* **Exercise aim**
Please rescale the items from the very start of the items through the line containing "121), (177, 116)]", both ends included, and write out only those lines again, requests and all, with each pixel coordinate in the answers multiplied by 1.35 and rounded to the nearest whole number, halves rounded up. Omit the pictures.

* **Information given**
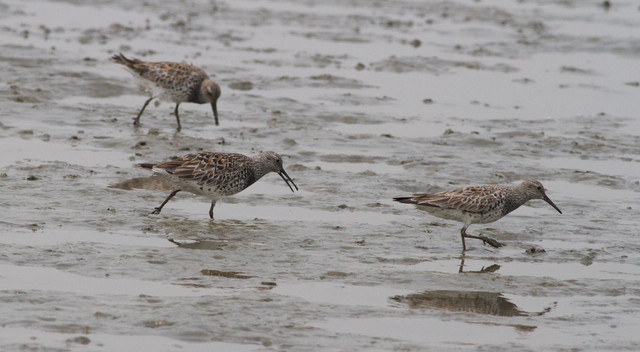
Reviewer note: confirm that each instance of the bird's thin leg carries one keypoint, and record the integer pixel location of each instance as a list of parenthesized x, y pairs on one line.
[(484, 239), (213, 204), (463, 234), (158, 209), (136, 121), (177, 116)]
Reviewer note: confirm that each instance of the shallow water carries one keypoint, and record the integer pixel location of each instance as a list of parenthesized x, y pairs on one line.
[(366, 101)]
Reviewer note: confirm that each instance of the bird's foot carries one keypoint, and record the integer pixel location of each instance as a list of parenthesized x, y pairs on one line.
[(491, 241)]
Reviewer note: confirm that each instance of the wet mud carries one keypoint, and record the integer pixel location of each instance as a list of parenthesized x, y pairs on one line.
[(366, 101)]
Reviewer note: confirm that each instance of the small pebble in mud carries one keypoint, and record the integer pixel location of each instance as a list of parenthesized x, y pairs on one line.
[(140, 145), (289, 142), (534, 250), (83, 340), (245, 85)]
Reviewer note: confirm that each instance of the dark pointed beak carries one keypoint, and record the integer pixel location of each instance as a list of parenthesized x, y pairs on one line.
[(214, 106), (546, 199), (286, 179)]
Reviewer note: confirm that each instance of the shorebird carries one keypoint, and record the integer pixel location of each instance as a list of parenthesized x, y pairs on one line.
[(217, 175), (478, 205), (176, 82)]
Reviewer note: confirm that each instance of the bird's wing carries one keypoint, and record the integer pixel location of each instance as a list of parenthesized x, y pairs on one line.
[(470, 199), (166, 74), (203, 167)]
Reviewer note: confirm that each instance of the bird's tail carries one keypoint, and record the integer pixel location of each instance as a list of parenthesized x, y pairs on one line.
[(123, 60), (406, 200)]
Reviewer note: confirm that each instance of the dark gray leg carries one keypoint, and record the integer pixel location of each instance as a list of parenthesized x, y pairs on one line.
[(463, 234), (177, 116), (136, 121), (158, 209), (213, 204), (484, 239)]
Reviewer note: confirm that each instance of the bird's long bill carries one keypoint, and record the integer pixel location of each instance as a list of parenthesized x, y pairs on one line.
[(546, 199), (286, 179), (214, 106)]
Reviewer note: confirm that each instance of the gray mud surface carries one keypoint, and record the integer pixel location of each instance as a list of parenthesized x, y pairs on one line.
[(366, 100)]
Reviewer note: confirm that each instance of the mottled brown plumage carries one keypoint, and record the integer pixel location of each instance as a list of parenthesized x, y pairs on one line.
[(176, 82), (217, 175), (478, 205)]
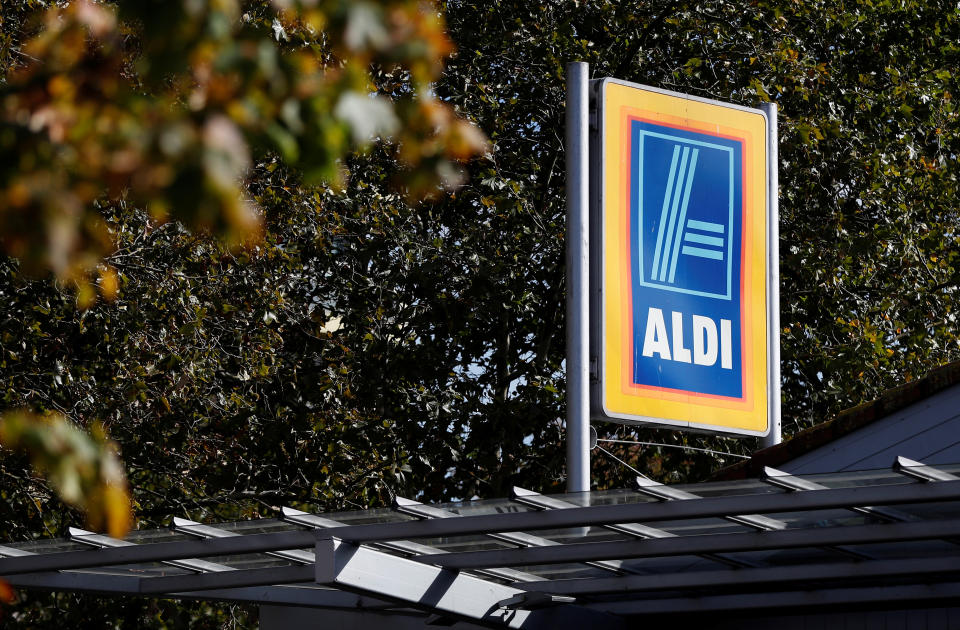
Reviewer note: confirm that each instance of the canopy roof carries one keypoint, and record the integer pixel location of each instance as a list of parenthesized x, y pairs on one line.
[(872, 538)]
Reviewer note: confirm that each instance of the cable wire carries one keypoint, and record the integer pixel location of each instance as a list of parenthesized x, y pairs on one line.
[(686, 448)]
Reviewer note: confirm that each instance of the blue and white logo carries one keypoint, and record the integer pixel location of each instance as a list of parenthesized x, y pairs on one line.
[(686, 213)]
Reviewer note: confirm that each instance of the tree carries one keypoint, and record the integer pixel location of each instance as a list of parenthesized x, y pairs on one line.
[(372, 346)]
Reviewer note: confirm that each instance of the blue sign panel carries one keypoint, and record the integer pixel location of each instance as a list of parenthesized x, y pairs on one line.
[(686, 218)]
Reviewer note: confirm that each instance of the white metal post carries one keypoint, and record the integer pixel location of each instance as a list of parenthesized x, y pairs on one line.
[(578, 272), (773, 276)]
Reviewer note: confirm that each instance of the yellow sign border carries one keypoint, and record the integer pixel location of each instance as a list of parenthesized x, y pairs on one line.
[(619, 398)]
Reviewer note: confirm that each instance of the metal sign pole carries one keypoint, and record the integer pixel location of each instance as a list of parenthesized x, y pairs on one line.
[(577, 278), (773, 280)]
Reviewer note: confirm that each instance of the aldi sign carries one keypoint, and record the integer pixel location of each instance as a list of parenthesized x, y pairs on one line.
[(683, 263)]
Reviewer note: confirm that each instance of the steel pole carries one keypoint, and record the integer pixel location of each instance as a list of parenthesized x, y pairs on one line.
[(577, 278), (773, 275)]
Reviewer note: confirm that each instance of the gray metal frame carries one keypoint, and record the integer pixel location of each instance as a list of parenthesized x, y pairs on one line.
[(643, 570)]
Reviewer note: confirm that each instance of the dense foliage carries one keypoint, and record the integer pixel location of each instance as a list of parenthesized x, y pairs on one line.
[(369, 346)]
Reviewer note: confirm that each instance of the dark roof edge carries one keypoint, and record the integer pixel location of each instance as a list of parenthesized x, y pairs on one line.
[(845, 422)]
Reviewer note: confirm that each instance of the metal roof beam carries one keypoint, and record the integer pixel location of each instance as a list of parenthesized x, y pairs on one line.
[(362, 569), (912, 569), (100, 541), (305, 519), (415, 508), (708, 543), (662, 492), (113, 584), (792, 483), (200, 530), (804, 599), (537, 500), (554, 519), (921, 471)]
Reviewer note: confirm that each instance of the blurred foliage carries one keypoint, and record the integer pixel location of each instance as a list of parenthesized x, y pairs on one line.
[(163, 104), (86, 473), (366, 347)]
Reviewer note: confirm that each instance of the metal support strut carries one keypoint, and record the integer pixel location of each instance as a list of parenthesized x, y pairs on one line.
[(577, 279)]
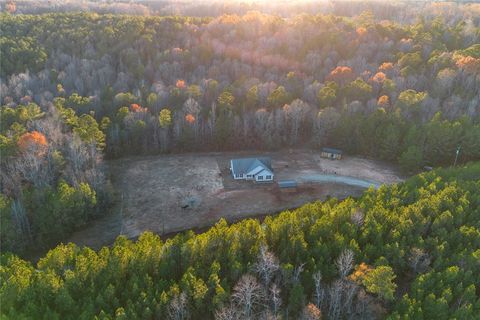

* **Task result**
Reviewer note: confirm that each instance of the bird's thin leg carries one keypoint, and record the integer pixel location of each instance as a list of parenthesized x, y pairs on one line.
[(653, 323), (288, 275), (625, 316), (213, 282), (184, 163), (239, 157)]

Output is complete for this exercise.